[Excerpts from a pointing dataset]

=-=-=-=-=

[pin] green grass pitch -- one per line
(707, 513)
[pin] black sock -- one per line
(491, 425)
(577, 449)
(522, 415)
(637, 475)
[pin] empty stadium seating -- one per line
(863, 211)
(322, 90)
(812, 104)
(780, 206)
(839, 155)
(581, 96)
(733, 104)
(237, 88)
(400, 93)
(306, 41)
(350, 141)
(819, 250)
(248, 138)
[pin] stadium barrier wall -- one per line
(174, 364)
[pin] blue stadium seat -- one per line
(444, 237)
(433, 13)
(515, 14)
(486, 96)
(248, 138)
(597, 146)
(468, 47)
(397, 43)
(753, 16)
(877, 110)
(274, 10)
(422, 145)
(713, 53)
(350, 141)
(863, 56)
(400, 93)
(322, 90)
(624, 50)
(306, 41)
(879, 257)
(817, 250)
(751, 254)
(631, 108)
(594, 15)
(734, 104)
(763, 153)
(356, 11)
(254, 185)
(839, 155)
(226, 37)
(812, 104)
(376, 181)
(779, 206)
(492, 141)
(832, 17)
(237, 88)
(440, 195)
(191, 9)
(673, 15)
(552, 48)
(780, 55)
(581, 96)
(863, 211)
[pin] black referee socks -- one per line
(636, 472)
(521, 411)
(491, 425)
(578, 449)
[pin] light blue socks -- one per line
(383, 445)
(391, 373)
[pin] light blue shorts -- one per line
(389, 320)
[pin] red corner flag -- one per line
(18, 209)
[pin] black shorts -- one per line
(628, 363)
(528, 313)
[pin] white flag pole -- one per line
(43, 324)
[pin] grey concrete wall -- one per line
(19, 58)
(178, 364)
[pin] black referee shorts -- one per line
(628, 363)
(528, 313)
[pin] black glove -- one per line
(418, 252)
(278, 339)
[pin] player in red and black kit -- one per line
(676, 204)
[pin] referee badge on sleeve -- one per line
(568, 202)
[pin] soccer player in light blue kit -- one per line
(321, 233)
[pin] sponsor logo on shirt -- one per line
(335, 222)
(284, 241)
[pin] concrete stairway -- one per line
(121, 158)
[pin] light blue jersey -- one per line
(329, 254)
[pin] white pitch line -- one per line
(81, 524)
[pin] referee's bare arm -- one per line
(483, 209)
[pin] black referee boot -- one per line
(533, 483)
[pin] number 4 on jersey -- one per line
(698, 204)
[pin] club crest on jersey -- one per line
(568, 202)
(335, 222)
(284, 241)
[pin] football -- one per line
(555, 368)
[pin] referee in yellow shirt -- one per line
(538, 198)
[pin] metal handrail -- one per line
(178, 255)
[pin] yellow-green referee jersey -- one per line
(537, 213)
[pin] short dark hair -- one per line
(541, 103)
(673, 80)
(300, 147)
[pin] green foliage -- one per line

=-=-=-=-=

▶ [Request]:
Reproduce all of the items above word for word, keeping every line in its original order.

▶ [Result of this exercise]:
[pin] green grass pitch -- one per line
(707, 513)
[pin] black sock -- one per line
(491, 425)
(577, 449)
(522, 415)
(637, 475)
[pin] empty stadium seating -- one per line
(863, 211)
(322, 90)
(812, 104)
(780, 206)
(839, 155)
(581, 96)
(733, 104)
(237, 88)
(400, 93)
(306, 41)
(350, 141)
(819, 250)
(248, 138)
[pin] stadium barrier wall -- one per line
(174, 364)
[pin] blue stadium seat -- one per line
(444, 237)
(433, 13)
(515, 14)
(486, 96)
(248, 138)
(597, 146)
(468, 47)
(397, 43)
(753, 16)
(877, 110)
(274, 10)
(422, 145)
(713, 53)
(350, 141)
(863, 56)
(400, 93)
(322, 90)
(624, 50)
(306, 41)
(879, 257)
(817, 250)
(751, 254)
(631, 108)
(594, 15)
(734, 104)
(763, 153)
(356, 11)
(254, 185)
(839, 155)
(226, 37)
(812, 104)
(376, 181)
(779, 206)
(492, 141)
(832, 17)
(237, 88)
(440, 195)
(191, 9)
(673, 15)
(552, 48)
(780, 55)
(581, 96)
(863, 211)
[pin] black referee socks -- one per line
(636, 472)
(521, 411)
(491, 425)
(578, 449)
[pin] light blue socks -- one per line
(383, 445)
(391, 373)
[pin] light blue shorts -- one per line
(389, 320)
[pin] red corner flag -- one per line
(18, 209)
[pin] black shorts -- one per line
(628, 363)
(528, 313)
[pin] white flag pole -- one per line
(43, 324)
[pin] grey concrete wall -- one per line
(19, 58)
(178, 364)
[pin] black referee shorts -- one per line
(628, 363)
(528, 313)
[pin] black glove -- one per line
(418, 252)
(278, 339)
[pin] player in red and black kit -- one per line
(676, 204)
[pin] referee badge on sleeve -- one per line
(568, 202)
[pin] soccer player in light blue kit -- one per line
(321, 233)
[pin] sponsor logo on shirt -- one per line
(335, 222)
(284, 241)
[pin] concrete stairway -- one per line
(121, 158)
[pin] light blue jersey -- one per line
(329, 254)
[pin] white pitch line -- one per line
(81, 524)
[pin] referee's bare arm -- one per line
(483, 209)
[pin] black referee boot -- one per line
(533, 483)
[pin] number 4 on jersey -- one per line
(698, 204)
[pin] club crest on jersey -- one per line
(568, 202)
(335, 222)
(284, 241)
[pin] football -- one per line
(555, 368)
[pin] referee in yellow shirt -- one per line
(538, 198)
[pin] metal handrail -- one per line
(178, 255)
[pin] yellow-green referee jersey -- one per line
(537, 213)
[pin] short dark hair -- one per line
(541, 103)
(673, 80)
(300, 147)
[pin] green foliage -- one per line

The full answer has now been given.